Given task –
Repeat, without any change, every line in the rows below from the one containing "Where can you spot the glass block in" down to the one containing "column 274, row 589", both included.

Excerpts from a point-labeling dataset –
########################################

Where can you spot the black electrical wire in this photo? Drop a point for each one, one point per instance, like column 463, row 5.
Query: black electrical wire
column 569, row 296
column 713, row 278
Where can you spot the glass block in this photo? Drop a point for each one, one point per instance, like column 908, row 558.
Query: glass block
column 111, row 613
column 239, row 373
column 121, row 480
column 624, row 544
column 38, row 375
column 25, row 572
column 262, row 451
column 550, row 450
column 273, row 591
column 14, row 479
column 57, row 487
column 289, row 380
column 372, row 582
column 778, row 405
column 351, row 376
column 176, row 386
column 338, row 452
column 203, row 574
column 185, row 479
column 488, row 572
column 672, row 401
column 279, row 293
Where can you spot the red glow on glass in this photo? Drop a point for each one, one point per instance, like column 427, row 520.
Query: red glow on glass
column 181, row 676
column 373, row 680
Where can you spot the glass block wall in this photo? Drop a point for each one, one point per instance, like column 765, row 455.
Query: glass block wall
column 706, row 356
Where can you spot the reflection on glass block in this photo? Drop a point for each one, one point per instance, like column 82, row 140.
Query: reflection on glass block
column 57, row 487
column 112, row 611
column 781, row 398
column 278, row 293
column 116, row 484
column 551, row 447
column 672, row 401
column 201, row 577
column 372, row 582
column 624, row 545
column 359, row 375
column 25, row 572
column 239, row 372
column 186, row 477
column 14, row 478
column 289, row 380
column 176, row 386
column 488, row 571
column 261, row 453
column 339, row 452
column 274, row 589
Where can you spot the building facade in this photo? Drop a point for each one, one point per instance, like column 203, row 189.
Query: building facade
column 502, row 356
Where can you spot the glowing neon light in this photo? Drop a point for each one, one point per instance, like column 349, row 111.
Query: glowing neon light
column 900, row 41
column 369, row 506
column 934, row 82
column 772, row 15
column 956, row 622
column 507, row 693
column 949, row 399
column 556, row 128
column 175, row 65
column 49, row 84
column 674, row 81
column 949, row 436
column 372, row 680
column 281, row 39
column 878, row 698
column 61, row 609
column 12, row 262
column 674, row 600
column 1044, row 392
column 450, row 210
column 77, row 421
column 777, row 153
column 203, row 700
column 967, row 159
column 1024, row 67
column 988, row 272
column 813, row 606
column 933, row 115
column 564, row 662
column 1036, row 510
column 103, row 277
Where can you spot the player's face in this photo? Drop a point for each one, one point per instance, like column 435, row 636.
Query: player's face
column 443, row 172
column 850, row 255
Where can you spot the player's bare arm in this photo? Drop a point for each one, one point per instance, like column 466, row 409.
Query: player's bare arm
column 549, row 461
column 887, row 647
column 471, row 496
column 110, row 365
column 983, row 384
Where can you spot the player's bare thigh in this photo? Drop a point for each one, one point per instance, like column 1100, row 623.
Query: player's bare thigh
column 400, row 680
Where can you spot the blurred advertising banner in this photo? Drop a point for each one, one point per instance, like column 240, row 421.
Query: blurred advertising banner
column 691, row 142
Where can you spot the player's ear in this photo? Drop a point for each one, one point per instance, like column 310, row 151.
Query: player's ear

########################################

Correct answer –
Where can you spot the glass block in this photo? Drop a point for each one, one point per instance, like column 908, row 558.
Query: glass block
column 111, row 613
column 239, row 373
column 121, row 480
column 624, row 544
column 38, row 375
column 25, row 572
column 262, row 451
column 550, row 450
column 273, row 591
column 14, row 479
column 57, row 487
column 289, row 380
column 372, row 582
column 778, row 405
column 351, row 376
column 176, row 386
column 338, row 452
column 203, row 574
column 185, row 479
column 488, row 572
column 672, row 401
column 279, row 293
Where can you spot the red glow on glass in this photo? Drop a point for each one, one point per instance, like column 427, row 520.
Query: red glow on glass
column 181, row 676
column 373, row 680
Where can you spot the glass block wall in this photo? Drop a point for each one, one point per instance, like column 765, row 455.
Query: glass block wall
column 706, row 356
Where can you spot the reflection on glass block in this photo? Drop a point for each one, one point per instance, like column 82, row 140.
Query: reflection on glass block
column 57, row 487
column 112, row 611
column 781, row 398
column 278, row 293
column 116, row 484
column 551, row 447
column 672, row 401
column 201, row 577
column 372, row 582
column 624, row 545
column 359, row 375
column 25, row 572
column 239, row 372
column 186, row 477
column 14, row 478
column 289, row 380
column 176, row 386
column 488, row 571
column 261, row 453
column 339, row 452
column 274, row 589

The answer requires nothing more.